___ ENTRIES SHOWN ___

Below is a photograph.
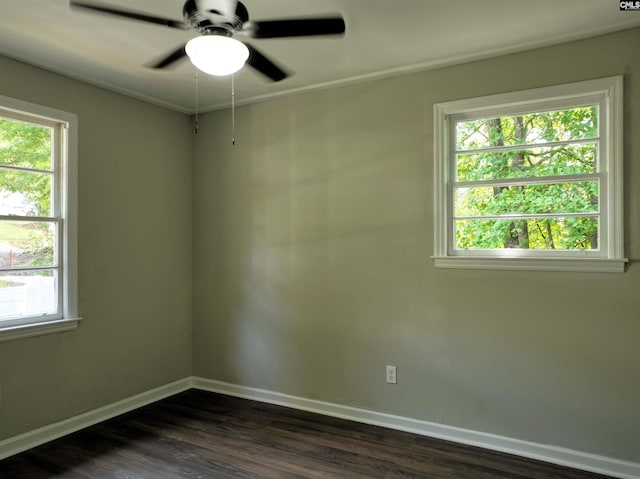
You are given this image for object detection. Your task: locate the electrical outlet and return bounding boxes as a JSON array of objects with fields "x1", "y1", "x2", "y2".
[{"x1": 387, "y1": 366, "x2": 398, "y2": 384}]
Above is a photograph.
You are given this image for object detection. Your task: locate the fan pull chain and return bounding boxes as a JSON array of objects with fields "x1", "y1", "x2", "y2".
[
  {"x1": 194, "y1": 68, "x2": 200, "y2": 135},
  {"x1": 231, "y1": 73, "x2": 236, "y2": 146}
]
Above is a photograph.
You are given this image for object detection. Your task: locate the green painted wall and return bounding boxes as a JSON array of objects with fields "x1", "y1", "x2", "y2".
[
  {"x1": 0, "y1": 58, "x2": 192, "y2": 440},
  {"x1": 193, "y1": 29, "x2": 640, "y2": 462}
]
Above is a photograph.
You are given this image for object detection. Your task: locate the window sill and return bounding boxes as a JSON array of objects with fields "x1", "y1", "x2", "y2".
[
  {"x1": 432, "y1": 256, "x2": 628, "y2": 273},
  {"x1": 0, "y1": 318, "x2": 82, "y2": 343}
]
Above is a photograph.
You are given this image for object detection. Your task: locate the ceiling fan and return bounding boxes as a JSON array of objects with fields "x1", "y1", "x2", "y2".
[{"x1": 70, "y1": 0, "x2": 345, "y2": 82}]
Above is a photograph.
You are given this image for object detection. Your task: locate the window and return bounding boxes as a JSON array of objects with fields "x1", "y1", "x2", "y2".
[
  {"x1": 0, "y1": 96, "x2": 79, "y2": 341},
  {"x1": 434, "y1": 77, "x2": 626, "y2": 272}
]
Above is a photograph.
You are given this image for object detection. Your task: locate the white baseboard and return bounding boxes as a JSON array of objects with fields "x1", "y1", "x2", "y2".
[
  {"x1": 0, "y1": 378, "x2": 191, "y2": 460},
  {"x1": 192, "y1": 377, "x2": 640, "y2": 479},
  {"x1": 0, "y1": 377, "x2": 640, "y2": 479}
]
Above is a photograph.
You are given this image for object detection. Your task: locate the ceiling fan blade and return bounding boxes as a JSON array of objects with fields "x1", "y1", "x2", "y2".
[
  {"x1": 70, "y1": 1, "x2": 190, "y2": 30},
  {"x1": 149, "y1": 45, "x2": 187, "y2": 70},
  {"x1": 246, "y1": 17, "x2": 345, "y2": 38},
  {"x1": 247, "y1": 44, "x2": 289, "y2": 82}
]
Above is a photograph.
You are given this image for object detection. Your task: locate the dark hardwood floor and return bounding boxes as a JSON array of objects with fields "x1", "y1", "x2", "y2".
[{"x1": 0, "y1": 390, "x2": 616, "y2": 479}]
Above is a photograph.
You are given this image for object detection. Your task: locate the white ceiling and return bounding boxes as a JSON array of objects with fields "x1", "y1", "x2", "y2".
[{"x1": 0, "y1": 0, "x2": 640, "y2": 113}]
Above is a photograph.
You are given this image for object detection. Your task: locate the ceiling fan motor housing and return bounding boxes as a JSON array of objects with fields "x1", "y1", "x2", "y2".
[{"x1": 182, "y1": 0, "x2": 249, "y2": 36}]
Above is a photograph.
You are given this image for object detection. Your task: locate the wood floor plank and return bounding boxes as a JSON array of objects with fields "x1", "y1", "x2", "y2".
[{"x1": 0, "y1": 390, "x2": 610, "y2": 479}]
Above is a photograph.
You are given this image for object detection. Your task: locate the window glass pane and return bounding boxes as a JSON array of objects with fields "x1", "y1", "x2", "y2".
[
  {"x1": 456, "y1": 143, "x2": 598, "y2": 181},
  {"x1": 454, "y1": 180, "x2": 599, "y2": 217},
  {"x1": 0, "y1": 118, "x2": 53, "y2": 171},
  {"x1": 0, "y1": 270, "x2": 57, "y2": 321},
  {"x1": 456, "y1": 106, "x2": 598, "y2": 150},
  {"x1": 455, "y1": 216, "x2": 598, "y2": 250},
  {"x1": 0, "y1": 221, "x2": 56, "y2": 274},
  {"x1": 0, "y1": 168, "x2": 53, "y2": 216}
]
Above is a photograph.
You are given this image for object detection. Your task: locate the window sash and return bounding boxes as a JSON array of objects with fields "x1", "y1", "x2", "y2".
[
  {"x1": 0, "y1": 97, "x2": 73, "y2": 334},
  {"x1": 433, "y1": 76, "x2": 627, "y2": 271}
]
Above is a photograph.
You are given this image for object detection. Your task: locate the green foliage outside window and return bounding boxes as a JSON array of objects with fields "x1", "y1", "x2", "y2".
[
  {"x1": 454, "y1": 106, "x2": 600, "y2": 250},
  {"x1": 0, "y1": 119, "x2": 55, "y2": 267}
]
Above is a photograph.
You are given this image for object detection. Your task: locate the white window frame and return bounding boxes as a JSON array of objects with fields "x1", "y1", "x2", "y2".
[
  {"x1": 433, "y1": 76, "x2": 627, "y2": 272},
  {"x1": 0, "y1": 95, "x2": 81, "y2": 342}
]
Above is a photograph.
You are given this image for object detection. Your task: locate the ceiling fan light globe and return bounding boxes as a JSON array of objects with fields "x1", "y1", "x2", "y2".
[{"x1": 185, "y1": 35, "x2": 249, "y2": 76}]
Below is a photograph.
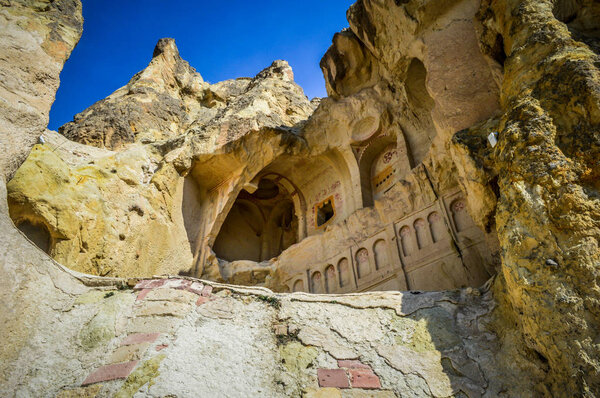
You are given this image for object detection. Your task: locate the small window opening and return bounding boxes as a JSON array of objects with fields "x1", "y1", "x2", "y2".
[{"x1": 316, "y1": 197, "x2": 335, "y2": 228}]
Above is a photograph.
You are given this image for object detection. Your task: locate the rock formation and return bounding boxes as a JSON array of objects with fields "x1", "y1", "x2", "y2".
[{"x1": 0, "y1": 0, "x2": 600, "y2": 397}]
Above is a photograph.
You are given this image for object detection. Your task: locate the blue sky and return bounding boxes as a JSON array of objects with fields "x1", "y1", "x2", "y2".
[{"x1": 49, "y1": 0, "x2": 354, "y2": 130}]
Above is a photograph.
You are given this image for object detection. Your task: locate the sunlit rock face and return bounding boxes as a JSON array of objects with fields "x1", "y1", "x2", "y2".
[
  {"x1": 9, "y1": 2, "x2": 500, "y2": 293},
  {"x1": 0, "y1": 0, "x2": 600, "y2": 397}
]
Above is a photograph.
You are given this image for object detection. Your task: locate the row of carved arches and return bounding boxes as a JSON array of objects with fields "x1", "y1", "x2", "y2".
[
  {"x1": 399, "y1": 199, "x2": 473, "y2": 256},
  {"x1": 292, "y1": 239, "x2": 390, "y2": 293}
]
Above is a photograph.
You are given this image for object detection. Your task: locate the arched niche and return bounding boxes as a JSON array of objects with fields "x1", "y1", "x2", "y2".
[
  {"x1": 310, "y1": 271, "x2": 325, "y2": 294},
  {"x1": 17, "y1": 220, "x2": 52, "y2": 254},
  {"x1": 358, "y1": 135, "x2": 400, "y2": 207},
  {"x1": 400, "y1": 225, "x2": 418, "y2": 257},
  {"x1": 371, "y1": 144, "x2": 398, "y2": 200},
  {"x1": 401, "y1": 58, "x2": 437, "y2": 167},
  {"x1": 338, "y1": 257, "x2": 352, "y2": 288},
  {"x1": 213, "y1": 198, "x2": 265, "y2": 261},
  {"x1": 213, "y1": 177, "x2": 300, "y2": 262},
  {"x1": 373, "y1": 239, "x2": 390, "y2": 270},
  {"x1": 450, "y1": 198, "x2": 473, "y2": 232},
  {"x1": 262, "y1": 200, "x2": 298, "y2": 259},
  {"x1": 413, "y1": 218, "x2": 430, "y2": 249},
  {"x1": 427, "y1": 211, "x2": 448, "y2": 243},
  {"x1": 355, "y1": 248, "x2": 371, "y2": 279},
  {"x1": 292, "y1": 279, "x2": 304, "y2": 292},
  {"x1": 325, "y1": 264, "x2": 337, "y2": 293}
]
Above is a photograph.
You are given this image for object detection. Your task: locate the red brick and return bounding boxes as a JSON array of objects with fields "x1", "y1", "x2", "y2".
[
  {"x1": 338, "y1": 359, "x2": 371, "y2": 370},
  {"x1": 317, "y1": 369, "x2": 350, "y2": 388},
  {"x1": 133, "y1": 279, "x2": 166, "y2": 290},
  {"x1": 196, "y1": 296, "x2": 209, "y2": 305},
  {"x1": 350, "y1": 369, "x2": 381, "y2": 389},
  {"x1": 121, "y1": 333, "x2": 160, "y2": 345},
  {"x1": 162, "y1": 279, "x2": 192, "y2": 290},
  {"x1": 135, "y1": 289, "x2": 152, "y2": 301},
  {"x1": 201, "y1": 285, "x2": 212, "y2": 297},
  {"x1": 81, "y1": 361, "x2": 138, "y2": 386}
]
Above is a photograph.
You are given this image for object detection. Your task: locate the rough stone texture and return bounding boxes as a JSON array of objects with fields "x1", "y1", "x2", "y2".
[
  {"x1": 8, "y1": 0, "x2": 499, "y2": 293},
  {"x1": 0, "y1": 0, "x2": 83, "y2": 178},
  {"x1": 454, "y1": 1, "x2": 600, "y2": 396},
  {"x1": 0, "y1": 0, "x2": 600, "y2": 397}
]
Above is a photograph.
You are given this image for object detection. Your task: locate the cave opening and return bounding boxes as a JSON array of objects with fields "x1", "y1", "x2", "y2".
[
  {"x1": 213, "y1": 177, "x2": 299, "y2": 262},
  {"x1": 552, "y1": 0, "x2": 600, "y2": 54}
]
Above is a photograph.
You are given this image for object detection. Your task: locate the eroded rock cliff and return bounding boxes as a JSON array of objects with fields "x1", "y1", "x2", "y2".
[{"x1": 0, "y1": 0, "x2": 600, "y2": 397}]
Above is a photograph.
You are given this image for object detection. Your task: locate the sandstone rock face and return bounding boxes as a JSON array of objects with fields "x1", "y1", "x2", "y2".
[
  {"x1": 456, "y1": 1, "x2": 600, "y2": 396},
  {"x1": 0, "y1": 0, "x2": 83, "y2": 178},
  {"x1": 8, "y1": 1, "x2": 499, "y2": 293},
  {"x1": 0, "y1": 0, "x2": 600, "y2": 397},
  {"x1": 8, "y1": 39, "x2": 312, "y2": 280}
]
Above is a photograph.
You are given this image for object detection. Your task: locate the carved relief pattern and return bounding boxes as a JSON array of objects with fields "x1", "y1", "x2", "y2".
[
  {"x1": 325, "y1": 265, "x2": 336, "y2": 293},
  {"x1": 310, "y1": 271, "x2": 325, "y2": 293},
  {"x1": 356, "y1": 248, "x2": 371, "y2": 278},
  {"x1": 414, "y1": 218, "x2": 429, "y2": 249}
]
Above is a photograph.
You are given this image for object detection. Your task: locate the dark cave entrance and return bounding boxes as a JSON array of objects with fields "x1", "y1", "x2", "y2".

___

## EXERCISE AIM
Find each line in the material that contains the word "face", with the same capitalization, and copy those lines.

## ANSWER TO THE TASK
You are given this image for object detection. Your task: locate the sunlit rock face and return bounding boxes as a JSON array of objects with fields "x1", "y1", "x2", "y2".
You are given this image for object detection. Your task: locate the sandstone rock face and return bounding boxes as a JSON array of objects with fields "x1", "y1", "x2", "y2".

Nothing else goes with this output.